REQUIREMENT
Locate every line in the entries below that contains the word "dangling" and copy each of those lines.
[BEGIN]
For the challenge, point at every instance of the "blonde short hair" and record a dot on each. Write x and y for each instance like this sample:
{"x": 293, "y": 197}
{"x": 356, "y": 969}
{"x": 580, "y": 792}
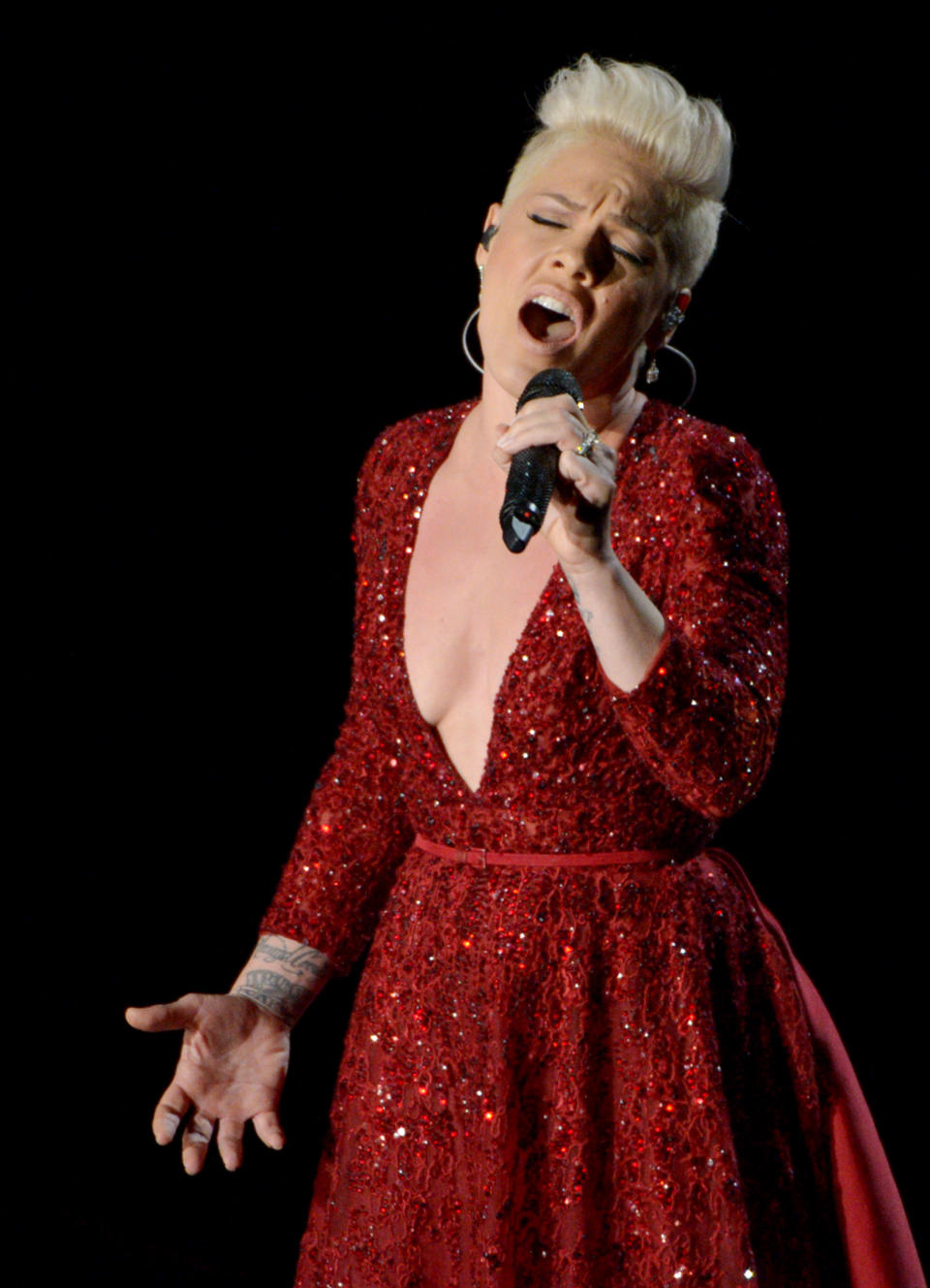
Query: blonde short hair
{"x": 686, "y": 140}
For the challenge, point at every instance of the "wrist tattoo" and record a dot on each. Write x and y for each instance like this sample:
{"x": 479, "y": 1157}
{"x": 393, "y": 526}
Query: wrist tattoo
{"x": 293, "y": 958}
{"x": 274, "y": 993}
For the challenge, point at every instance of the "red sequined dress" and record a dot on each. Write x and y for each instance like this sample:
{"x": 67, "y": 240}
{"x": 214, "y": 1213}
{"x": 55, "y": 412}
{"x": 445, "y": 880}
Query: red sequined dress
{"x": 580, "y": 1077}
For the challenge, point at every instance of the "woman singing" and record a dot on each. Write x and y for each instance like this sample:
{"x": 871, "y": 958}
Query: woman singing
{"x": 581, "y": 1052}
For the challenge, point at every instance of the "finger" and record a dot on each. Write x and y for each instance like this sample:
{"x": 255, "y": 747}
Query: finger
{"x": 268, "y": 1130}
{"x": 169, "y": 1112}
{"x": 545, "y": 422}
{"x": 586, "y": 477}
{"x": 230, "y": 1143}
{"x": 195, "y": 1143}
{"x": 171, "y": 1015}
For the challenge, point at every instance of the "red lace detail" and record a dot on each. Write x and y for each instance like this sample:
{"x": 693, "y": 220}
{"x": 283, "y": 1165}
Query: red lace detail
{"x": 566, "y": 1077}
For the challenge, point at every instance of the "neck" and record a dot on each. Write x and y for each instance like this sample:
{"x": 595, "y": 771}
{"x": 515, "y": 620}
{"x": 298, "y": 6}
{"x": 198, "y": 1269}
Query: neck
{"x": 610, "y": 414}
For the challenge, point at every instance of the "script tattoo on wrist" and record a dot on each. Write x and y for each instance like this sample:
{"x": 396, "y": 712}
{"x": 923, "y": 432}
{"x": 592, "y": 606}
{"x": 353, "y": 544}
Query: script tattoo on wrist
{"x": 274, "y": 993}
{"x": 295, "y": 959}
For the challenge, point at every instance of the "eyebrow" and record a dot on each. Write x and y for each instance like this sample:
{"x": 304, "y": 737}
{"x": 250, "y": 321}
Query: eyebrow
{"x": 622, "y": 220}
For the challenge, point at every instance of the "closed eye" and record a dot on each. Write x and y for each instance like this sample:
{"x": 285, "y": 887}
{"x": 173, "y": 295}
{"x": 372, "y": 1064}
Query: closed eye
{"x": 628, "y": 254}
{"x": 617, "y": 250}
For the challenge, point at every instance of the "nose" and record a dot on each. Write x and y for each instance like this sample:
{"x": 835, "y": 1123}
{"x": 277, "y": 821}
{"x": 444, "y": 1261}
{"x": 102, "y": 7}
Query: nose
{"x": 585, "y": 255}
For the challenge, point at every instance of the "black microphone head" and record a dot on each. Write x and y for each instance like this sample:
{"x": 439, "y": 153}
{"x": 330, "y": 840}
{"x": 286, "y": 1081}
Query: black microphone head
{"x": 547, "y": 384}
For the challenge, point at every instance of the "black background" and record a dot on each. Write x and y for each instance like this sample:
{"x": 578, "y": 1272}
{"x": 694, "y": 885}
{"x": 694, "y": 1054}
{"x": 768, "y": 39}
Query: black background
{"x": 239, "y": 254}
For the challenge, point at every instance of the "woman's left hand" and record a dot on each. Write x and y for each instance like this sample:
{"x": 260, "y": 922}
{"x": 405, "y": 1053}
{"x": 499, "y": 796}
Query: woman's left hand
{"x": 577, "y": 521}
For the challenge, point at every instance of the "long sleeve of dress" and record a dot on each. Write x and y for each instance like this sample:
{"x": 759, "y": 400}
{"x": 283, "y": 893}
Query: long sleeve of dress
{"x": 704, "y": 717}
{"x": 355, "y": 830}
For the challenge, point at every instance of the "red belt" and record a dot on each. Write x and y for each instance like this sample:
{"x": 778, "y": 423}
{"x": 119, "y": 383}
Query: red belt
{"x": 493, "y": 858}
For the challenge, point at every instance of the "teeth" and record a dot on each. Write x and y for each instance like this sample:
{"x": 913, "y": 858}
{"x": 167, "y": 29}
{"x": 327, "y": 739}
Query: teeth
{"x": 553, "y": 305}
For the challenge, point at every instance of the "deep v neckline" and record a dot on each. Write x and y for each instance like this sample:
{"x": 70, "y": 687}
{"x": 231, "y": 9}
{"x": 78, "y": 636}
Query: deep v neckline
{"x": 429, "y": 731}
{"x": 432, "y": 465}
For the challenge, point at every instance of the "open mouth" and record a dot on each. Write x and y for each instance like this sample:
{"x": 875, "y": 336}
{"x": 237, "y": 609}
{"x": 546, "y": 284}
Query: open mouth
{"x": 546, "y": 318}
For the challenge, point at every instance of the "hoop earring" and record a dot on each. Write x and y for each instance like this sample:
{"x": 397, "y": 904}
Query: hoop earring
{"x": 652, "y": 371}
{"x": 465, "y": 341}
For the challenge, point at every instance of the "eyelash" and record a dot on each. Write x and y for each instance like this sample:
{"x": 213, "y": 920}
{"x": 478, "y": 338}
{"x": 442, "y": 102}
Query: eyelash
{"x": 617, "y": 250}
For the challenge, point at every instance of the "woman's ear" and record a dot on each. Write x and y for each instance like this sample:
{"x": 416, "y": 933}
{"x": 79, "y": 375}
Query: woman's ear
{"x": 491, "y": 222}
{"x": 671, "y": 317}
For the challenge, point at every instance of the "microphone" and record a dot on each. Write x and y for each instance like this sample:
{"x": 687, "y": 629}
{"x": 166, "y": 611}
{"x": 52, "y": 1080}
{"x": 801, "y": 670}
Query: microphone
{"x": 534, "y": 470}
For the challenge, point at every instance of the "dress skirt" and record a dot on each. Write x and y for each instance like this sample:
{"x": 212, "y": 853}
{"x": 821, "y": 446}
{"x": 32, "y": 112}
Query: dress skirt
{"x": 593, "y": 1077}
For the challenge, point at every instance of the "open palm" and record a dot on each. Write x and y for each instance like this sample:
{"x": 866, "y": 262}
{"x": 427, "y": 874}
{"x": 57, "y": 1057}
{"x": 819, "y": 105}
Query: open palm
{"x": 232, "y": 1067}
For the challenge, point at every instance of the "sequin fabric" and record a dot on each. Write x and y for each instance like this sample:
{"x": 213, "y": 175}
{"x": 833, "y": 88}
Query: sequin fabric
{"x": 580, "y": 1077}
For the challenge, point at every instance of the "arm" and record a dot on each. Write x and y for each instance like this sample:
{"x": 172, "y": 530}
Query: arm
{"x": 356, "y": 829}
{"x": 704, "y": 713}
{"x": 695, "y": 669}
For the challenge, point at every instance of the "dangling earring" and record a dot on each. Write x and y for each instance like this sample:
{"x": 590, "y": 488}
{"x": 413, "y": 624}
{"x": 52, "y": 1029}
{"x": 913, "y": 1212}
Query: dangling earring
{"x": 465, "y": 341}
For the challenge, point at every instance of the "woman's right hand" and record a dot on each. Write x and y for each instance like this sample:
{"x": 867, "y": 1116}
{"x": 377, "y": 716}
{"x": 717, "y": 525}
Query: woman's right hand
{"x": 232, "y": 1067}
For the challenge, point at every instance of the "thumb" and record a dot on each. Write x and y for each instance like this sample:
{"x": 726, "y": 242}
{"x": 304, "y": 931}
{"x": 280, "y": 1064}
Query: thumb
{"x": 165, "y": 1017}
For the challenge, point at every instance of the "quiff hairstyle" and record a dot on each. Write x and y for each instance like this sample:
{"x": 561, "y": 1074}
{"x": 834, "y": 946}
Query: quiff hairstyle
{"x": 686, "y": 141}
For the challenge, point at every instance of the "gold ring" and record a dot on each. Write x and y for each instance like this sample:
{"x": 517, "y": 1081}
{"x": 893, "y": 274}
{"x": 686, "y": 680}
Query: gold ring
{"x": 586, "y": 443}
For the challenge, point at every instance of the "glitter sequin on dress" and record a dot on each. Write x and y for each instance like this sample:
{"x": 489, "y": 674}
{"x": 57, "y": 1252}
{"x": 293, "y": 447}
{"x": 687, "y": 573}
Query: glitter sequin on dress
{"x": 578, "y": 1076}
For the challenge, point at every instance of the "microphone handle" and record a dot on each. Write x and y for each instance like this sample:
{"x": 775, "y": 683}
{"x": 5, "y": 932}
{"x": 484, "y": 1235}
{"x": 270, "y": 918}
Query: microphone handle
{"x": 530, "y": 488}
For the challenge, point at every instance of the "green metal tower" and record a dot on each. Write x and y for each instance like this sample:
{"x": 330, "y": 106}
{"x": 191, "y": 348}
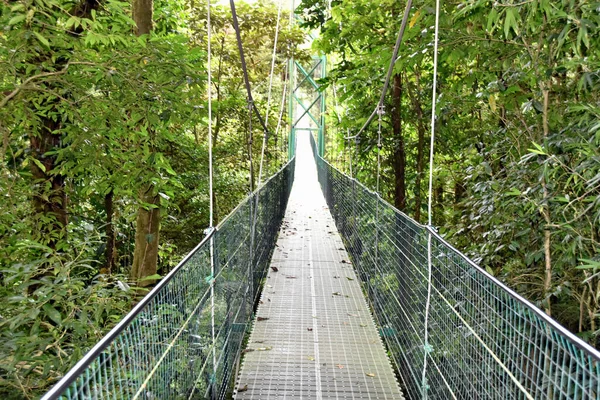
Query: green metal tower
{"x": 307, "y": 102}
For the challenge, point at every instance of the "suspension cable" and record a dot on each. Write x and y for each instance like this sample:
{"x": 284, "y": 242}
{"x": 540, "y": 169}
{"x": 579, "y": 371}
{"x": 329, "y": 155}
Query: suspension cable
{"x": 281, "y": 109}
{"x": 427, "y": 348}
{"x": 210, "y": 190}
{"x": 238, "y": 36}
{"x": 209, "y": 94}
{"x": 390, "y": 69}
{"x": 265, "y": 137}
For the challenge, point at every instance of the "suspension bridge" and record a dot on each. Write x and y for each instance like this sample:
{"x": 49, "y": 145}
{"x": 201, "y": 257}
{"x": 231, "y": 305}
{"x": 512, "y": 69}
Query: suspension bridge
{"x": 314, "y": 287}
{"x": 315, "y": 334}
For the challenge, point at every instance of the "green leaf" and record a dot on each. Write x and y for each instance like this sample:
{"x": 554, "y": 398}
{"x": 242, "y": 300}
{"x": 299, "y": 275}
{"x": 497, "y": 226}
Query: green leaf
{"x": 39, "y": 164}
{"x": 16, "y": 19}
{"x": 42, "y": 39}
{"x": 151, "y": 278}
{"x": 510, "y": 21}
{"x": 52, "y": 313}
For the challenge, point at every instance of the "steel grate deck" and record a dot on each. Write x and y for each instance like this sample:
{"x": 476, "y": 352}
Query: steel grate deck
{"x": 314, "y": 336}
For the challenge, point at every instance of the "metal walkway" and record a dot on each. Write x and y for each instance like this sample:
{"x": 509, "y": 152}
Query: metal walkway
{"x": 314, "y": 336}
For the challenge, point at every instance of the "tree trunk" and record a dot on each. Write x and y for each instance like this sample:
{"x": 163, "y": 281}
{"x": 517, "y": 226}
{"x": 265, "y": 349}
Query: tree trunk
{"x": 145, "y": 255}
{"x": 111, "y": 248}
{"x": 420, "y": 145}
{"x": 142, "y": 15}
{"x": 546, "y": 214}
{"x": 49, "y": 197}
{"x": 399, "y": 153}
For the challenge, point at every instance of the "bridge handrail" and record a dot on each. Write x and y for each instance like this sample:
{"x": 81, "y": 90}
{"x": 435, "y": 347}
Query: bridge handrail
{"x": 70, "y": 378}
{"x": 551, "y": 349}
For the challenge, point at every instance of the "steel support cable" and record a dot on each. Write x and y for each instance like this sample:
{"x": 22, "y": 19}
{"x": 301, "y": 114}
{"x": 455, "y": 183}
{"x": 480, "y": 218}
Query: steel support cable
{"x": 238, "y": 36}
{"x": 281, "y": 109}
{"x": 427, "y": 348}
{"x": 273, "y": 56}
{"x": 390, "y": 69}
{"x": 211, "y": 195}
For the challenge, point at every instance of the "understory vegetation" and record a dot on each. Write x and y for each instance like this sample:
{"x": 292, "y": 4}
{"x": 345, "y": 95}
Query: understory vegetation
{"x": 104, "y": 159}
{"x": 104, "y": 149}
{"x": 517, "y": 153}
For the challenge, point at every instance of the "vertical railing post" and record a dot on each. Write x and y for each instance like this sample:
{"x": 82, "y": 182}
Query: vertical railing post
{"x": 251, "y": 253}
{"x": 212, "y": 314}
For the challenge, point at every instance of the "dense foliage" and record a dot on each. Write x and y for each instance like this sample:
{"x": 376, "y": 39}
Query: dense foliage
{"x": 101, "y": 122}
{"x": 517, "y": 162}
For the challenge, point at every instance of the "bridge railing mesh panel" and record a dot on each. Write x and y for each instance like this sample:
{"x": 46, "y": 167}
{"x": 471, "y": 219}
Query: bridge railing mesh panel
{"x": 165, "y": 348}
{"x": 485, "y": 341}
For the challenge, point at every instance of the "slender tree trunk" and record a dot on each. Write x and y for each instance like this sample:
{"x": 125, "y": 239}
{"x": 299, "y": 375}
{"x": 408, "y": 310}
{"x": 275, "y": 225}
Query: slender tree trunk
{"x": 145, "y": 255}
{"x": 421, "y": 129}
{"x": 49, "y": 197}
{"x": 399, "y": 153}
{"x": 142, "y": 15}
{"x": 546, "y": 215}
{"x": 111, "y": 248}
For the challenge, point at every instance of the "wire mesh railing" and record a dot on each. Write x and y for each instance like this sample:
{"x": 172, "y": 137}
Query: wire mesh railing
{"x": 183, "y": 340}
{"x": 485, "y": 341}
[END]
SOLUTION TO THIS PROBLEM
For the challenge, point at every instance of the "dangling earring" and record a dot on each. Write x and y for each instance like this sample:
Query: dangling earring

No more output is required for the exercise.